>> start
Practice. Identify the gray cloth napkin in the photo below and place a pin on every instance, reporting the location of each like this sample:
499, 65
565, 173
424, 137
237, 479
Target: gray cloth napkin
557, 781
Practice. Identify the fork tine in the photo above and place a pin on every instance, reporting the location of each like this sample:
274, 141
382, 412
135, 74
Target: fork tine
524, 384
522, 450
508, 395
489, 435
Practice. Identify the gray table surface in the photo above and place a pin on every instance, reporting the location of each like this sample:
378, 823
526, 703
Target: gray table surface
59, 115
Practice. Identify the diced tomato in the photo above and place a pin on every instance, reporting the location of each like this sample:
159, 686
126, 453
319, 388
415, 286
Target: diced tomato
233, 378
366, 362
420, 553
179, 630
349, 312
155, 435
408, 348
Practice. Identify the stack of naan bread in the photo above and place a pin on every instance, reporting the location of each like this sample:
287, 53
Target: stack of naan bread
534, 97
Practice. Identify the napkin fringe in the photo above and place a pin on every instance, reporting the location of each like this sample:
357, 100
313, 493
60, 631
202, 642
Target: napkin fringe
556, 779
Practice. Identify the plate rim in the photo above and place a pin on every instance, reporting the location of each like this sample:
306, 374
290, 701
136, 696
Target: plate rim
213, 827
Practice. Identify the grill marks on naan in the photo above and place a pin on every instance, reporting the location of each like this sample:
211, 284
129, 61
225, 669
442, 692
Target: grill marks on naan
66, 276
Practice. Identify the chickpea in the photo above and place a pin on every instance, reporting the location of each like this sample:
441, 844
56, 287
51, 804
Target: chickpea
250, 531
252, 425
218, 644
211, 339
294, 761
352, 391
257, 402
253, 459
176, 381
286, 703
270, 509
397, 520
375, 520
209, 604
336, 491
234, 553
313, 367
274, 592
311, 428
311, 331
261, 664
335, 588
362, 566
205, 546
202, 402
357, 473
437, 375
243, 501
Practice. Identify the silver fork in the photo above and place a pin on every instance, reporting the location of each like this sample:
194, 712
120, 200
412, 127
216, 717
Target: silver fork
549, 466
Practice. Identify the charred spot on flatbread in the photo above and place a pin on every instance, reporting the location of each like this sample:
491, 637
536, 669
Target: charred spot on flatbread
>> end
> Directive
From the records above, extract every line exactly as it stands.

> Written response
Practice. Identify the gray cloth napkin in the photo below and place a pin on every instance, reporting the location of each like this sample:
499, 65
565, 173
424, 137
237, 479
Target: gray cloth napkin
557, 781
Practice. Identify the fork tine in the photo above and place a pin on every instance, reporting the location of each like this sample:
274, 141
382, 412
135, 74
Target: fork tine
524, 384
522, 450
508, 395
489, 435
Practice. Identify the gray table surface in the photo above and place a pin on every instance, reporting the location of each like this sample:
378, 823
526, 703
Target: gray table surface
59, 115
Practice. Identify the diced tomato in the photo above and place a pin on every instance, reporting the location of each like this sample:
159, 686
126, 453
319, 388
415, 286
Target: diced tomato
233, 378
366, 362
420, 553
179, 630
349, 312
155, 435
408, 348
Practice. Identify the stack of naan bread in the photo above and place a pin on every instance, reporting the location of each like this sample:
287, 53
Target: stack of naan bread
534, 97
Practice. Identify the napkin fringe in the photo above and place a pin on every instance, reporting the location of each like this sample:
357, 100
313, 493
60, 631
202, 642
Target: napkin fringe
556, 779
Practice. Identify the plate rim in the photo above and place a pin on every instance, reporting the location of each like this sample:
306, 374
290, 701
136, 696
Target: plate rim
213, 827
Practice. Identify the grill marks on naan in the photo above and place a pin on every instance, reporting the location of each like this sample:
211, 284
129, 61
225, 669
442, 692
Target: grill marks on naan
66, 276
Practice. Identify the chickpea in the photo above and place a pin on every instance, reporting the location of each like this sample:
441, 844
56, 287
51, 804
Target: chickpea
250, 531
252, 425
218, 644
211, 339
294, 761
352, 391
257, 402
253, 459
176, 381
286, 703
270, 509
397, 520
375, 520
209, 604
336, 491
234, 553
313, 367
274, 592
311, 428
311, 331
261, 664
335, 588
362, 566
205, 546
202, 402
357, 473
437, 375
243, 501
Practice. Identify the silver fork in the photo above and place a pin on every instance, reporting the location of each like this sample:
194, 712
120, 200
412, 127
216, 717
Target: silver fork
549, 466
Practice. Identify the charred spot on flatbread in the photo above and place a pin on every instance, reporting the location of each like this sample:
491, 637
536, 669
Target: charred spot on flatbread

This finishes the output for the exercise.